— PROVIDED TEXT —

In this study, carbon budget is defined as the difference of carbon sink and carbon source. The processes of carbon sink and source are completely opposite: Carbon sink removes carbon dioxide (CO2) from the atmosphere, while carbon source puts CO2 into the atmosphere. Considering factors of climate, land use, and social economy, this article establishes multiple scenarios to measure and evaluate the net present value (NPV) of carbon budgets synthetically and spatially. Based on the Carnegie-Ames-Stanford Approach (CASA) model, remote sensing, and carbon cycle process model, we estimated carbon sequestration (aboveground and belowground) under different scenarios of climate and land use in the Guanzhong-Tianshui Economic Region, China. At the same time, we studied carbon sources caused by human activities by analyzing the density and spatial distribution of human population. We also assessed the economic value of carbon budgets under different carbon price and discount rate scenarios, using NPV. Based on these results, we analyzed the impacts of land use, climate change, population growth, carbon emissions, and carbon markets to carbon budgets in three different scenarios. Our results may provide quantitative references to support regional carbon accounting and support policy decision-making that consider climate, land use, and social economy.

— SET TASK —
How does the carbon budget text define carbon budget?

— DATA SHOWN —
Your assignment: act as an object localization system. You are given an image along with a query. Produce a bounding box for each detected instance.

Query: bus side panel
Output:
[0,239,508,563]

— RESULT FOR THIS EXERCISE —
Carbon budget is defined as the difference of carbon sink and carbon source.